*Problem to work on*
Rewrite the entries below with "marker" swapped for "dot" everywhere and nothing else changed, and leave the pictures out.

*****

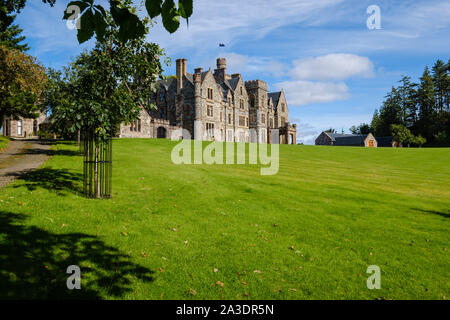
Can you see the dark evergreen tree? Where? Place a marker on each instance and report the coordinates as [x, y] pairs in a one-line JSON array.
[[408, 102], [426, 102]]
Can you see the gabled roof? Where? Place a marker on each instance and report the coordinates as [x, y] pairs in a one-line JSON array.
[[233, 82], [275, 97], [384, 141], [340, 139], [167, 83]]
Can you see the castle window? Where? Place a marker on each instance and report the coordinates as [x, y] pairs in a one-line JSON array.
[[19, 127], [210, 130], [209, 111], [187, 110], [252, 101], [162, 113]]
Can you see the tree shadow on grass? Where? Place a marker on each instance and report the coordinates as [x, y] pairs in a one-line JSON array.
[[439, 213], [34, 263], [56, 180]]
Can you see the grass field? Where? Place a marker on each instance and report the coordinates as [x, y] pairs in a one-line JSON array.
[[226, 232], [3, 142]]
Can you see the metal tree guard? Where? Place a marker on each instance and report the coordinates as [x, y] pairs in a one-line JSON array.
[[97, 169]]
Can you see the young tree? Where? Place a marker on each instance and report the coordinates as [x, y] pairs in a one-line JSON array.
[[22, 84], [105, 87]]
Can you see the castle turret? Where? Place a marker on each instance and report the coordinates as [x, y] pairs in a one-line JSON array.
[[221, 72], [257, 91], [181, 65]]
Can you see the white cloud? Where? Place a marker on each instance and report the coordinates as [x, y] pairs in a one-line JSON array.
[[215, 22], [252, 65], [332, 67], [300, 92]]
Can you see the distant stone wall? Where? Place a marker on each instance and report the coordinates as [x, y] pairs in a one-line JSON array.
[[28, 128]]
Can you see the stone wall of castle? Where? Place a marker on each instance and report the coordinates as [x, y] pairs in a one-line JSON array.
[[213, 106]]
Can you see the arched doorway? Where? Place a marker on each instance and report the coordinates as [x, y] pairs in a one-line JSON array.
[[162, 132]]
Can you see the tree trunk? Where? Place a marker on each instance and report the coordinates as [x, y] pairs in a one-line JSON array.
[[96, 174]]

*****

*Finished exercise*
Can you see the dark evergreen tree? Where? Place a dot on each instance and report the coordinates as [x, y] pairs in a one-line JSON array.
[[408, 102], [426, 102]]
Can you see the gabled roof? Where? Place a dot on each instance and report the coordinates as [x, y] pairs in a one-line JSON array.
[[233, 82], [275, 97], [384, 141], [340, 139], [167, 83]]
Can you see the castle window? Where? Place a dot on each instance and report the coordinates as [x, y] pairs in a one-line JSON array.
[[19, 127], [210, 130], [209, 111], [187, 110], [252, 101], [162, 113]]
Can you see the tree shadow on grass? Where? Place a dot on each instance and report the coordinates as [x, y] pairs in a one-line JSON array.
[[439, 213], [34, 263], [56, 180]]
Can you see the grass field? Where? Place a dot on each instance and report the coordinates as [x, y] pairs in a one-line JSON array.
[[226, 232], [3, 142]]
Can you see the metal tree guard? Where? Place a dot on each instance and report the coordinates as [x, y] pairs in a one-line JSON array.
[[97, 169]]
Can you see the young tree? Where? Place a dot on each instance and report the coordinates as [x, y] pairs in a one-line JSON array.
[[22, 84], [105, 87]]
Can you see the castle turret? Where? Place a dot on each instance and report the coordinates as [x, y] pairs in a one-line JSON array.
[[221, 72], [257, 91], [181, 65]]
Can you see the white cloud? Where? Place a dot on each instance and report the coordinates as [x, y] pairs in a one-line JSON array.
[[215, 22], [252, 65], [332, 67], [300, 92]]
Can you see the distant stone wall? Where? Place a dot on each instance and report the coordinates as [x, y] pairs in a one-line JSON array.
[[28, 128]]
Can you see the stone wall of castle? Where? Place a dot on each instance and report the coordinates as [x, y] pairs in a one-line JSON array.
[[213, 106]]
Can you see the arched doorway? Where? Place a dot on each instance and report the coordinates as [x, y] pairs in a one-line JSON array.
[[162, 132]]
Can you see the tree trunk? Where? Place a dot on each instance and report the coordinates as [x, y] pairs in a one-line JSON array.
[[96, 174]]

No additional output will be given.